Excerpted passage:
Precious Blood sisters celebrate 175th anniversary

Religious order paved way for Catholic education in Arizona

Two sisters opened the doors of a storage closet in 1917 to teach five boys and 10 girls.

That became the first St. Mary’s High School, a school with a long and rich history and an account that would not be complete without the story of the Sisters of the Precious Blood. For it was the sisters who opened the state’s first Catholic high school and remained there for decades, taught at the elementary level and helped the poor struggling to live in the desert.

“The Sisters of the Precious Blood were the true desert lighthouses leading to safety and salvation,” Franciscan Father Howard Hall said during a March 21 Mass in honor of the order’s 175th jubilee.

The Mass was held at St. Mary’s Basilica where the first sisters settled when they came to the Southwest in 1903. Fr. Hall worked with the sisters as pastor in the 1950s.

Dozens of former students and others who worked with the sisters attended the Mass and reception to recall the service some 300 sisters dedicated to the Southwest.

“It’s just untold the influence of the Precious Blood Sisters in this area,” said Sr. Eleanor McNally, a St. Mary’s alumna and former St. Mary’s teacher. Sr. Eleanor chronicled the sisters’ work in Arizona in one of the order’s history books.

Exercise: Print the part of the Precious Blood sisters article starting with "Religious order paved" and going on through "order’s 175th jubilee.", word for word.

Data rows:

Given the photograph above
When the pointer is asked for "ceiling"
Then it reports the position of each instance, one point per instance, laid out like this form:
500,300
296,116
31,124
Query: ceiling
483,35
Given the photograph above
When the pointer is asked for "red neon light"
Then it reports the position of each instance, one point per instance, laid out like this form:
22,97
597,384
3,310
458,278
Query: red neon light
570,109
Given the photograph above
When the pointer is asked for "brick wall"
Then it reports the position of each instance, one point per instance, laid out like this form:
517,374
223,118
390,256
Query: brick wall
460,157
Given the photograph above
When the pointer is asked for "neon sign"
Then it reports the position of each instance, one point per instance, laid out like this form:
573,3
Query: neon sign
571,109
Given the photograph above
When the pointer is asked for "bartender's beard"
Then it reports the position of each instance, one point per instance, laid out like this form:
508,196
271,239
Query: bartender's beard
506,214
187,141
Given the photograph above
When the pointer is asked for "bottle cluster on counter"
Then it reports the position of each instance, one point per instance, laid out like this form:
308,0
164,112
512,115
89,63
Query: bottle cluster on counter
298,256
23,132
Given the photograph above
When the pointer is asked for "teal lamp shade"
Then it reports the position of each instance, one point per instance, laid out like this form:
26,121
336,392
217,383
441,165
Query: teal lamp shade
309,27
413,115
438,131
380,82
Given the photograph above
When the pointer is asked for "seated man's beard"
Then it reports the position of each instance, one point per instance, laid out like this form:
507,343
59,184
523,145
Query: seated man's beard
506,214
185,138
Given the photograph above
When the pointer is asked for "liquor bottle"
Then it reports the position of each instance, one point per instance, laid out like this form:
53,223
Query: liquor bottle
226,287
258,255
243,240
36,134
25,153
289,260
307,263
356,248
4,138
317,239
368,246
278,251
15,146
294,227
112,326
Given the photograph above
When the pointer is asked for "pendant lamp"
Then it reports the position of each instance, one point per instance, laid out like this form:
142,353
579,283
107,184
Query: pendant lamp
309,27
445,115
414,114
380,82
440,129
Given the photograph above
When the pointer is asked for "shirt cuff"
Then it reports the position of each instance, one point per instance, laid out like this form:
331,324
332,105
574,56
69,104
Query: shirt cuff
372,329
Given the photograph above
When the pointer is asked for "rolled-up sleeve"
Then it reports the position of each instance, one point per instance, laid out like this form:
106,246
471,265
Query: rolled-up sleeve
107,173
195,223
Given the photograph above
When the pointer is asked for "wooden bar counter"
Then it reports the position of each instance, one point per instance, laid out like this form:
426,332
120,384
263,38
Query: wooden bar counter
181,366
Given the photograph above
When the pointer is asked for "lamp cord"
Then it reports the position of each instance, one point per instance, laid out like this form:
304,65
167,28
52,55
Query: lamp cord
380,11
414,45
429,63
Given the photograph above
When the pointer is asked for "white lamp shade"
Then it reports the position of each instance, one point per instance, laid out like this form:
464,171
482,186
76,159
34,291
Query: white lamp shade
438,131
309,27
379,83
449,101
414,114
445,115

Output of the task:
Religious order paved way for Catholic education in Arizona

Two sisters opened the doors of a storage closet in 1917 to teach five boys and 10 girls.

That became the first St. Mary’s High School, a school with a long and rich history and an account that would not be complete without the story of the Sisters of the Precious Blood. For it was the sisters who opened the state’s first Catholic high school and remained there for decades, taught at the elementary level and helped the poor struggling to live in the desert.

“The Sisters of the Precious Blood were the true desert lighthouses leading to safety and salvation,” Franciscan Father Howard Hall said during a March 21 Mass in honor of the order’s 175th jubilee.